### STATED GOAL
Scale the material starting at the line that contains "Practice. Find the engraved" and ending after the line that contains "point(1061, 637)". Reproduce only those lines, requests included, multiplying each point's x and y coordinates by 2.4 and rounding to whole numbers with halves rounded up, and leave all other text unchanged.
## start ROWS
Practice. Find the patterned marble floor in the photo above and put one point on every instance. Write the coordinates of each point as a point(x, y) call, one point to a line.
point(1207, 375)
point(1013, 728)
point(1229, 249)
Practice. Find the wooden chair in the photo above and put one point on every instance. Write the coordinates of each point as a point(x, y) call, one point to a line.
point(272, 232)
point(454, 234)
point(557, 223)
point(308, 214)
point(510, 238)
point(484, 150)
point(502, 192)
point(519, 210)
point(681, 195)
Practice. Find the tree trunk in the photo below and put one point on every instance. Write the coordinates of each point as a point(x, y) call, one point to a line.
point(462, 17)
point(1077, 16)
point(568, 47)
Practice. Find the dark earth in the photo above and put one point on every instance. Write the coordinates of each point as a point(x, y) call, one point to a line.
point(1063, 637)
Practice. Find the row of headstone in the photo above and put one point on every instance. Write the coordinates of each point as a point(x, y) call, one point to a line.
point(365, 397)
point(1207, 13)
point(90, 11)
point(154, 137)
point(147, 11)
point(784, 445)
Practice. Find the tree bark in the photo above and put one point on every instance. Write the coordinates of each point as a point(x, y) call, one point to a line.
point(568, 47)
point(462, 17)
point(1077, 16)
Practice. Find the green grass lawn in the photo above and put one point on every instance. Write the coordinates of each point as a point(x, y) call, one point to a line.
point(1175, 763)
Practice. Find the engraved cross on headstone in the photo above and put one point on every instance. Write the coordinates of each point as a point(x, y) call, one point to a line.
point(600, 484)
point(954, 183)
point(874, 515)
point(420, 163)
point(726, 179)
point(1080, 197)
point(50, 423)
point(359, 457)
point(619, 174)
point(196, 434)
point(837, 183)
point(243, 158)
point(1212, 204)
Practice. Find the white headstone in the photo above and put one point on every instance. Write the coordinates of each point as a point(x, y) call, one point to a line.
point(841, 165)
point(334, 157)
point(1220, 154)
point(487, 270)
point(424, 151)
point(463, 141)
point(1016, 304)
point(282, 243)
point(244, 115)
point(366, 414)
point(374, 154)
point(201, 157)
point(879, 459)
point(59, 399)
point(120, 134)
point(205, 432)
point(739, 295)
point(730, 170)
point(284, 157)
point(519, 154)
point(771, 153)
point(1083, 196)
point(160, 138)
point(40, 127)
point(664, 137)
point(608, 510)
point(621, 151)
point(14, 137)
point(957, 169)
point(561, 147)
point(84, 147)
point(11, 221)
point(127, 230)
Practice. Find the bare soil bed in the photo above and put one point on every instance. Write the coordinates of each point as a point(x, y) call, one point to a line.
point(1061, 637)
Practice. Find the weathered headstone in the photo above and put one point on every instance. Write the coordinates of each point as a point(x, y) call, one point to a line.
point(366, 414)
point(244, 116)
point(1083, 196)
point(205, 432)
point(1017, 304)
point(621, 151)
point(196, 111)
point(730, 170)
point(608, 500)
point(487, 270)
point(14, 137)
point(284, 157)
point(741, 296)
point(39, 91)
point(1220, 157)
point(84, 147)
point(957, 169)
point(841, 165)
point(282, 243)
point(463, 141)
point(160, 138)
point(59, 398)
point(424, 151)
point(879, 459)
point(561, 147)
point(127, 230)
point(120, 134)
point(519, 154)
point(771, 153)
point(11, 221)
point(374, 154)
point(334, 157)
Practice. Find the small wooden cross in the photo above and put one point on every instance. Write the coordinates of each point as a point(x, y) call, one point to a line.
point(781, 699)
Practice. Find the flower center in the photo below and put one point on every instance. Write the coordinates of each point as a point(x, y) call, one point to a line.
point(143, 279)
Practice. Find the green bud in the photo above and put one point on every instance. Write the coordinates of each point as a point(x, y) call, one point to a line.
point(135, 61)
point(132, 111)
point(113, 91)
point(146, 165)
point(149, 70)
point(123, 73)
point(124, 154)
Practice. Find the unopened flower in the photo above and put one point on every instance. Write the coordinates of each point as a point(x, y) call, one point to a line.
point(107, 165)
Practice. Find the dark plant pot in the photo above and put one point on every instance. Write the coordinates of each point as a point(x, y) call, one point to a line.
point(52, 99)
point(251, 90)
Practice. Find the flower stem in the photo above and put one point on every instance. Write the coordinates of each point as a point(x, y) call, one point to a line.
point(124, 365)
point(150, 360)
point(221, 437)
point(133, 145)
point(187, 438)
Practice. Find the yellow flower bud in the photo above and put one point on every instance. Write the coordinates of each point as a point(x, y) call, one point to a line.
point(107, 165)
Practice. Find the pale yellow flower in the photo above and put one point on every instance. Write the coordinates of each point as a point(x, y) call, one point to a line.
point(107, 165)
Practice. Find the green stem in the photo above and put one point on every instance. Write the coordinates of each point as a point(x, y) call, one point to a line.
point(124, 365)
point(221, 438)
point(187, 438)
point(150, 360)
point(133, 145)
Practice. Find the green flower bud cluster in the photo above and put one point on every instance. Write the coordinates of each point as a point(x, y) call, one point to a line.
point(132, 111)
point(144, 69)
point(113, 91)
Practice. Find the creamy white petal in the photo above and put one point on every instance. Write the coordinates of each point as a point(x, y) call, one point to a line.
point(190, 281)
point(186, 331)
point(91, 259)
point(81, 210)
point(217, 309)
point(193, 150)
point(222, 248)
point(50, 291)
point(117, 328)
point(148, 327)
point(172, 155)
## end ROWS
### RESULT FOR THIS TASK
Practice. Find the engraved cross on headstone in the photo above and put one point on every instance. Write the coordinates of each point as a point(x, y) call, one point to a line.
point(1440, 1162)
point(2290, 439)
point(2098, 1236)
point(1008, 391)
point(1742, 430)
point(2592, 473)
point(120, 1015)
point(862, 1097)
point(1486, 418)
point(470, 1042)
point(2009, 439)
point(583, 379)
point(2909, 490)
Practice. Find the white headstone in the photo above and put one point on every instance. Write the coordinates of each point as a point(x, y) call, one point to a line.
point(2018, 396)
point(802, 377)
point(2928, 370)
point(1169, 648)
point(1018, 362)
point(1111, 338)
point(2438, 730)
point(677, 583)
point(586, 276)
point(878, 994)
point(898, 370)
point(482, 377)
point(2110, 1102)
point(142, 958)
point(288, 322)
point(492, 1037)
point(1774, 708)
point(1752, 408)
point(682, 377)
point(1246, 370)
point(1850, 367)
point(2599, 470)
point(384, 331)
point(96, 305)
point(1594, 329)
point(1459, 1224)
point(1490, 362)
point(34, 329)
point(2297, 406)
point(1346, 353)
point(202, 353)
point(26, 530)
point(305, 552)
Practice. Find the bare soil bed in the photo above and put one point on every instance. Write the coordinates of each point as a point(x, y) call, one point to a line.
point(2546, 1529)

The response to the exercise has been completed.